+++ Trecho do texto

NÓS AQUI ESTRAGAMOS CÃES

 

 

Todos sabemos que cães precisam ter limites. Que se você permitir o acesso deles dentro de casa, depois ficará muito difícil - quase impossível - fazer com que durmam no canil. É preciso ter cuidado na hora da comida, quando eles podem tornar-se agressivos. Existem cães que estragam tudo em volta, e pronto: não têm jeito! Alguns cães não conseguem se socializar com outros, e isso pode ser uma regra. Apenas com muito treino e disciplina é possível ter cães educados, obedientes e controlados.

 

Acontece que aqui nós não gostamos da palavra "controlados." Não gostamos da palavra "Disciplina", e nem mesmo da palavra "treinador."

 

Somos estragadores de cães profissionais. Porque aqui, os cães podem latir o quanto quiserem. Eles não apanham nem sofrem represálias. Não ficam presos em coleiras ou canis. E tudo sempre acaba dando certo no final. Eles podem assistir Netflix comigo no sofá da sala aos sábados à tarde. 

 

Quando minha cachorrinha Leona morreu, agôsto passado, colocamos o Mootley para dormir na cama com a gente. Nos disseram que  efeito seria irreversível e que ele nunca mais concordaria em voltar para o canil. Daí nós adotamos a Luiza, há uma semana, para fazer companhia ao Mootley, pois ele sofre de ansiedade de separação. Ela chegou no domingo à tarde. Veio de uma situação de abandono, e quem sabe, maus tratos, pois alguns dentinhos estão quebrados, e no começo, se chegássemos perto falando alto para brincar com ela, ela se encolhia toda.

 

Como ela é adulta, foi muito difícil no começo, pois veio cheia de traumas - ela tem pavor de tempestades e se escondeu atrás da máquina de lavar; e quem disse que ela saiu de lá antes da tempestade passar? Também era agressiva com nosso cão Mootley na hora da comida, e avançava nele sempre que tentávamos dar-lhes petiscos. Também saía da casinha (a qual ela dominou) atrás do Mootley, feroz, se ele passasse na porta. 

 

Mas em apenas uma semana, ela está quase que totalmente estragada por nós. Hoje de manhã, ela pegou um de seus brinquedos e empurrou com a patinha na direção do Mootley. Já aceita muito bem a companhia dele, interagindo de forma saudável. Não pula mais na frente dele para roubar petiscos, mas espera a sua vez de receber e respeita o fato de que ele come mais devagar, não mais tentando tomar dele. Está comendo bem mais devagar, e às vezes sobra comida. Também já não mais se torna agressiva se ela estiver comendo e o Mootley passar perto. Também parou de rasgar os cobertores e cochões (com algumas pequenas recaídas, mas se falo com ela, ela pára imediatamente).

++++++

• Tarefas propostas
a) Segundo o trecho, onde Luiza se escondeu por causa do pavor de tempestades?
b) Reproduza do trecho a passagem entre "Somos estragadores de" e "sábados à tarde.", inclusive.

+++ Material fornecido

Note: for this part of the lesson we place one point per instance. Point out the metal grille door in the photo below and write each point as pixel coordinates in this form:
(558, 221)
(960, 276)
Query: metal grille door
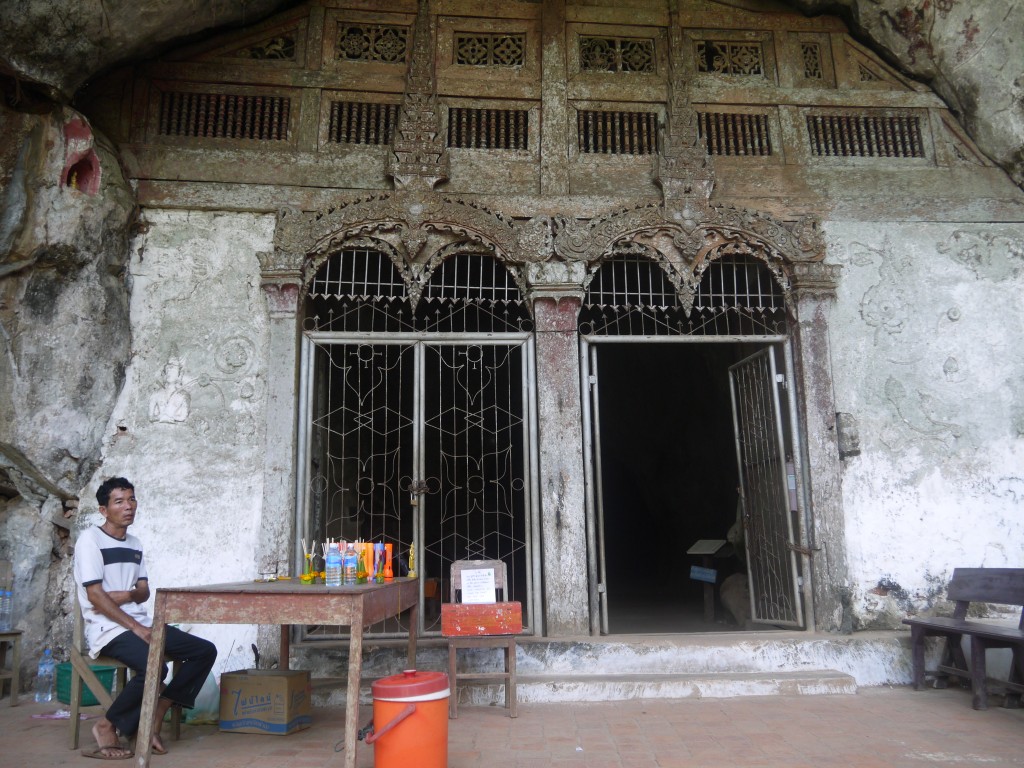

++++++

• Resultados esperados
a) Atrás da máquina de lavar.

b)
Somos estragadores de cães profissionais. Porque aqui, os cães podem latir o quanto quiserem. Eles não apanham nem sofrem represálias. Não ficam presos em coleiras ou canis. E tudo sempre acaba dando certo no final. Eles podem assistir Netflix comigo no sofá da sala aos sábados à tarde.